(Given entries begins)
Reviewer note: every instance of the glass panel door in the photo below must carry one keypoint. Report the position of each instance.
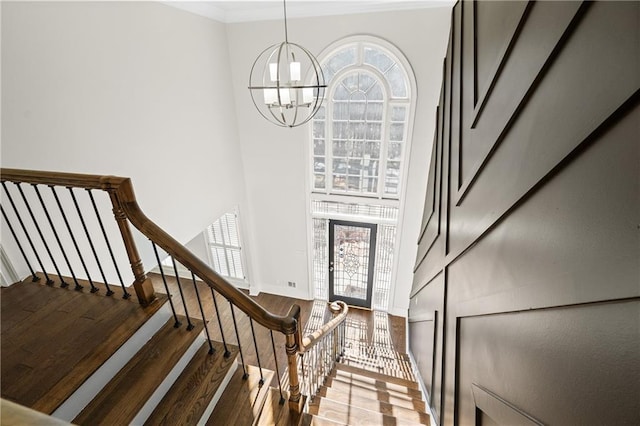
(352, 248)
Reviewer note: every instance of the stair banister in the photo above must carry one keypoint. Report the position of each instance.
(340, 311)
(126, 209)
(110, 184)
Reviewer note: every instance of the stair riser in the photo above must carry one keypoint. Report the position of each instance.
(69, 409)
(218, 394)
(166, 384)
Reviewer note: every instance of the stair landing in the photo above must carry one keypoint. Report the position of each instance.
(53, 339)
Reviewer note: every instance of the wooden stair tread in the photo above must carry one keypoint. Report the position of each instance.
(242, 400)
(123, 397)
(189, 397)
(351, 415)
(388, 409)
(79, 330)
(411, 384)
(376, 382)
(356, 394)
(341, 382)
(312, 420)
(274, 413)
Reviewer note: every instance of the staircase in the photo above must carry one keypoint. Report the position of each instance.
(168, 375)
(85, 352)
(355, 396)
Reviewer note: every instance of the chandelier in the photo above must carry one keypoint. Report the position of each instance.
(277, 83)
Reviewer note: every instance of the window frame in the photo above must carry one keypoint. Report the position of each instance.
(226, 247)
(360, 43)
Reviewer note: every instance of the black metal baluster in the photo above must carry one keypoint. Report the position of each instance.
(15, 237)
(235, 326)
(204, 320)
(275, 358)
(177, 323)
(125, 294)
(55, 234)
(184, 301)
(304, 377)
(227, 353)
(63, 284)
(255, 344)
(24, 229)
(93, 249)
(94, 289)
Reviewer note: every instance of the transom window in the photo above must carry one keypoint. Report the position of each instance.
(360, 134)
(225, 249)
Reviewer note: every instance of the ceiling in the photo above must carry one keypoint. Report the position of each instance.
(251, 10)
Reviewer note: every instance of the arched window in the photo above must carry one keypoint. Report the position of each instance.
(359, 151)
(360, 134)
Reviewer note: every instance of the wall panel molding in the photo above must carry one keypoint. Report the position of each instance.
(534, 269)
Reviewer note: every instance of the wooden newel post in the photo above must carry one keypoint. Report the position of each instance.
(296, 401)
(142, 284)
(335, 310)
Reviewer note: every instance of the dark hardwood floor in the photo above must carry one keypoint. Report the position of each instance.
(375, 340)
(53, 338)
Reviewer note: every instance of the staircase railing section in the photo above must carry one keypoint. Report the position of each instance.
(320, 350)
(57, 225)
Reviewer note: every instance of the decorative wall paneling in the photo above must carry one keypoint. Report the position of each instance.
(526, 293)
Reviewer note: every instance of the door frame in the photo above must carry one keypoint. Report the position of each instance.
(372, 256)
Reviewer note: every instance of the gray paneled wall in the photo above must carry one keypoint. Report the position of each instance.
(525, 307)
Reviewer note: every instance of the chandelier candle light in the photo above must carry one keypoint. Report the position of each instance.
(277, 87)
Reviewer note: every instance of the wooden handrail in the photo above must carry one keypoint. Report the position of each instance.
(121, 191)
(127, 210)
(340, 310)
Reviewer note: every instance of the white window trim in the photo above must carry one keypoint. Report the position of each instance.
(309, 176)
(244, 283)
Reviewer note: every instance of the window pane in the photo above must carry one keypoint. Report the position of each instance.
(318, 129)
(377, 59)
(340, 130)
(397, 82)
(374, 111)
(353, 183)
(398, 113)
(350, 82)
(375, 93)
(339, 149)
(319, 181)
(339, 166)
(366, 82)
(392, 179)
(235, 263)
(340, 110)
(374, 131)
(339, 182)
(372, 149)
(318, 164)
(355, 167)
(396, 132)
(395, 151)
(341, 93)
(319, 147)
(358, 131)
(356, 110)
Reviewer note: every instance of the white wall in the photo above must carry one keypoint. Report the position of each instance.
(275, 160)
(97, 79)
(135, 89)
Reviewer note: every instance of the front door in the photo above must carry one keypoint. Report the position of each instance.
(352, 248)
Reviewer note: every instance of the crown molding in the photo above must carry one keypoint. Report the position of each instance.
(265, 10)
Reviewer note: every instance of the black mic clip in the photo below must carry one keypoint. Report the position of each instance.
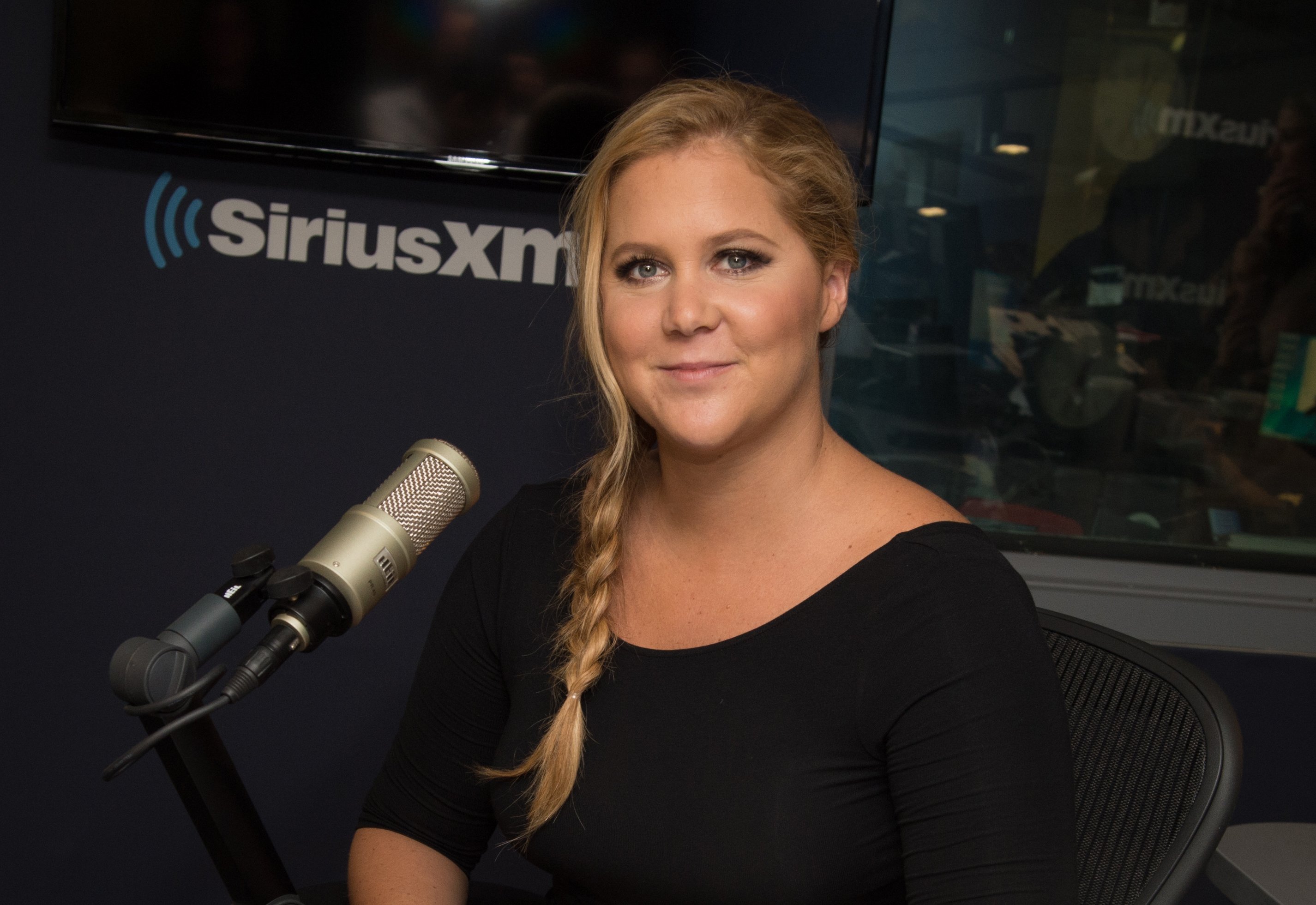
(306, 612)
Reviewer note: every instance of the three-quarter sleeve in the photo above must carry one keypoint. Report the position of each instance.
(977, 741)
(458, 704)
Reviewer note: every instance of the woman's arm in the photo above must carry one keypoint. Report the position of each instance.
(978, 758)
(389, 869)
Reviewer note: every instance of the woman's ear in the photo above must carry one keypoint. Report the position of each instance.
(836, 293)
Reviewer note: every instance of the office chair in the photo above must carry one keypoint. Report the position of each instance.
(1157, 763)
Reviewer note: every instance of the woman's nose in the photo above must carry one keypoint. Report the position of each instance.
(690, 309)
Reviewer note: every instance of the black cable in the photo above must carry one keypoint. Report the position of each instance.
(135, 754)
(198, 688)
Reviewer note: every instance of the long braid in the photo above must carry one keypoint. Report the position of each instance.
(585, 640)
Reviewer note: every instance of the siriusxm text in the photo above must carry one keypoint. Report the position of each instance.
(248, 229)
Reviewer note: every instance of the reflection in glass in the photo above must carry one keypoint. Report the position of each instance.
(1089, 300)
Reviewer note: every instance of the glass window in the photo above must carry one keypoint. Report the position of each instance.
(1086, 314)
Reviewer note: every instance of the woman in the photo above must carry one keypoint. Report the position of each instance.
(775, 672)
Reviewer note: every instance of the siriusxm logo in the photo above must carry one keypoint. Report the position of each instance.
(153, 203)
(248, 229)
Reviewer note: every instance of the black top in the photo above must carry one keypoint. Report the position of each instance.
(896, 737)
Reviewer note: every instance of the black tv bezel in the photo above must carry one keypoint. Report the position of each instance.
(310, 148)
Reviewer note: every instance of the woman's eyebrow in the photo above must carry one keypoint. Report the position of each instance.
(733, 236)
(720, 240)
(635, 249)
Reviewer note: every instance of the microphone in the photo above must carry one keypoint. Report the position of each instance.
(372, 549)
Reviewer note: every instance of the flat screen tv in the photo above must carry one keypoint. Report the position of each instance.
(514, 89)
(Given entries ends)
» **Task statement**
Transcribe only what runs from the line with "Reviewer note: every instance of the siriusxm logo" to the last line above, keeping every line exactly as written.

» **Result below**
Reviewer note: every instance of the siriusxm logo in the photo above must carry one keypoint. Report the position of each instance.
(153, 203)
(248, 229)
Reviewer note: every instance of the black top in the photo above must carry one keypoint. Report the position of each instance.
(896, 737)
Reviewer note: every instance of the black tv bezel in the photo above must carry one keypoint. Report the position of each instance.
(310, 148)
Reviewer note: every instance of the woman's eyebrow in the photo above must carry one keypoint. Report the position of each instance.
(733, 236)
(720, 240)
(635, 249)
Reviewer note: every instance of the microphone in the photo above must carry one keypoint. Report the position of each instance.
(372, 549)
Reviewer note: every instance of the flat screen tv in the photo above must carry one keypoint. Report the position of each instance.
(514, 89)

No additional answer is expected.